=== 掲載文 ===

まだまだ輝ける“第2の人生”。シニアパートナーがスターバックスで見つけた自分の居場所
東京ウォーカー(全国版)
67歳で輝くバリスタ大井さんの心あたたまる仕事術
続いて、話をうかがったのは、以前、キリンビールで営業職をしていた大井さん。退職後の現在は、スターバックス コーヒー 大田原美原店でバリスタとして、カウンター内で絶え間なく作業をこなしている。前職で顧客とのコミュニケーションを大切にしてきた経験が、ここでの成功に繋がっている。

彼女がスターバックスでの社会復帰を決意したのは、友人と車で訪れた西那須野店の「あたたかい雰囲気」と「親しみやすさ」に感動したから。あの店舗の雰囲気が、心に深く刻まれた。それが、彼女にとっての転機となり、新しい挑戦への一歩を踏み出す原動力となったのだ。
大井さんの仕事に対する情熱と挑戦、学びの実践
スターバックスでの勤務は、大井さんにとって単なる仕事以上の意味を持っている。「たくさんの良いことがあり、一つひとつ積み重ねていけることが特に喜びです」と、ここで働いてよかったことを教えてくれた。その言葉からも、日々の業務を通じて自分自身がどのように成長しているかが伝わってくる。

=== 使用する記録 ===
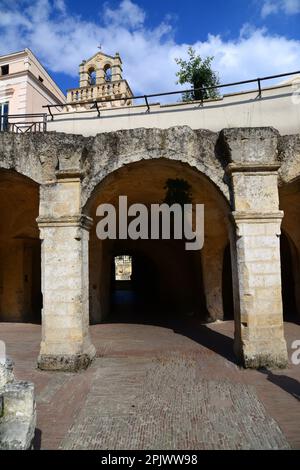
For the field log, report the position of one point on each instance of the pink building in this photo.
(25, 87)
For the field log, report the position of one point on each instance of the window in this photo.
(92, 77)
(107, 73)
(4, 69)
(3, 116)
(123, 268)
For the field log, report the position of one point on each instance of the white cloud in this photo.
(289, 7)
(62, 39)
(128, 14)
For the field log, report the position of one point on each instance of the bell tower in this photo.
(100, 79)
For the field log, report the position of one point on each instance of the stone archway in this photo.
(190, 283)
(20, 249)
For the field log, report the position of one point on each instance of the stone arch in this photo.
(196, 149)
(143, 181)
(20, 257)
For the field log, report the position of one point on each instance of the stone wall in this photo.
(244, 175)
(17, 411)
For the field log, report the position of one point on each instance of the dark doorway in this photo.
(288, 279)
(227, 289)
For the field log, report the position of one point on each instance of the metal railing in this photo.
(202, 92)
(23, 123)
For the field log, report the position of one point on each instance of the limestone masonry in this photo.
(51, 184)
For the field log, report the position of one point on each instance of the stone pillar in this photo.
(83, 76)
(117, 68)
(259, 336)
(64, 232)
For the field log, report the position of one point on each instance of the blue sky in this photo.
(248, 38)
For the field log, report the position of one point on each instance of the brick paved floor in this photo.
(160, 388)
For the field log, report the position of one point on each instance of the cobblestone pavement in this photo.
(158, 388)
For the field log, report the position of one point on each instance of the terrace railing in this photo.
(23, 123)
(96, 104)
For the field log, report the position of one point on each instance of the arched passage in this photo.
(166, 278)
(20, 249)
(290, 250)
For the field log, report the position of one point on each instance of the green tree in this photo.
(199, 74)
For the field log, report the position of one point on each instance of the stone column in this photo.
(259, 336)
(117, 68)
(64, 232)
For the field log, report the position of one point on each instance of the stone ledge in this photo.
(66, 363)
(81, 220)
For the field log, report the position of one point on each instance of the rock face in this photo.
(17, 411)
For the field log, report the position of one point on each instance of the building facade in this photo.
(25, 87)
(53, 267)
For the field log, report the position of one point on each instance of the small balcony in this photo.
(102, 92)
(23, 123)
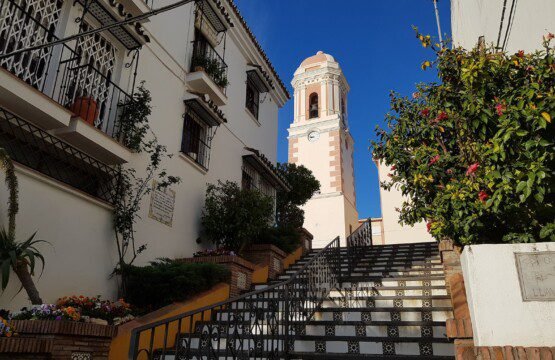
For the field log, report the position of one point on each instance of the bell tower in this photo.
(319, 139)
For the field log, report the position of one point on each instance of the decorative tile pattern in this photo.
(393, 331)
(353, 347)
(426, 349)
(320, 346)
(360, 330)
(366, 316)
(388, 348)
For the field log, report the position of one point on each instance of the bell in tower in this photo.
(319, 139)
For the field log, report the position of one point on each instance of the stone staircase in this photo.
(392, 304)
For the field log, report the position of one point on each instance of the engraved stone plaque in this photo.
(536, 273)
(161, 205)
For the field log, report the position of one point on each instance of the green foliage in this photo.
(232, 217)
(13, 254)
(475, 152)
(303, 186)
(287, 239)
(166, 281)
(134, 119)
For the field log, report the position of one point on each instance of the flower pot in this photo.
(86, 108)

=== 課題一覧 ===
A) 記録から、文字列「railing」を含む行をすべて抜き出してください。大文字と小文字は区別する。
B) スターバックスの記事を、最後の文の次から書き継ぐ。
スターバックスの記事と記録は、それぞれ独立した資料である。

=== 課題ごとの結果 ===
A)
For the field log, report the position of one point on each instance of the metal railing in this photo.
For the field log, report the position of one point on each instance of the terrace railing in this photo.

B)
大井さんも足立原さんのように入店当初は「カフェアテンダント制度」を利用。しかし、次第にバリスタとしてのスキルを磨き始め、カウンターでお客様にコーヒーを提供するようになった。CSからバリスタへのステップアップのきっかけについて、大井さんは「私は朝が得意だったので、急にシフトに入れなくなったパートナーの代わりができると、バリスタに挑戦したいと思いました。そうすれば、もっと店舗の役に立てると感じたからです」と当時の心境を語る。そして、周りの人たちが『やってみたら?』と背中を押してくたことが、挑戦する大きなきっかけに。「前の店長さんやマネージャーたちが、私を大事にしてくれ、自信を持てるように育ててくれた」と振り返る。周囲のサポートと励ましも、大井さんの成長を支えているのだ。

「お客様ファーストを意識することで、些細なことが気にならなくなります」と、スターバックスでの経験から得た学びを明かす。他のパートナーがクレームを受けたとき、その影響でパートナー同士の雰囲気が悪くなったことがあったそう。そのときに、「目線をお客様に向けると、全てが気にならなくなる」と気づいたそうだ。お客様の笑顔や挨拶に集中することで、自分の感情よりもお客様へのサービスが最優先であると学んだ。その結果、仕事への取り組み方が大きく変わったのだ。
そして、忘れられない失敗エピソードも。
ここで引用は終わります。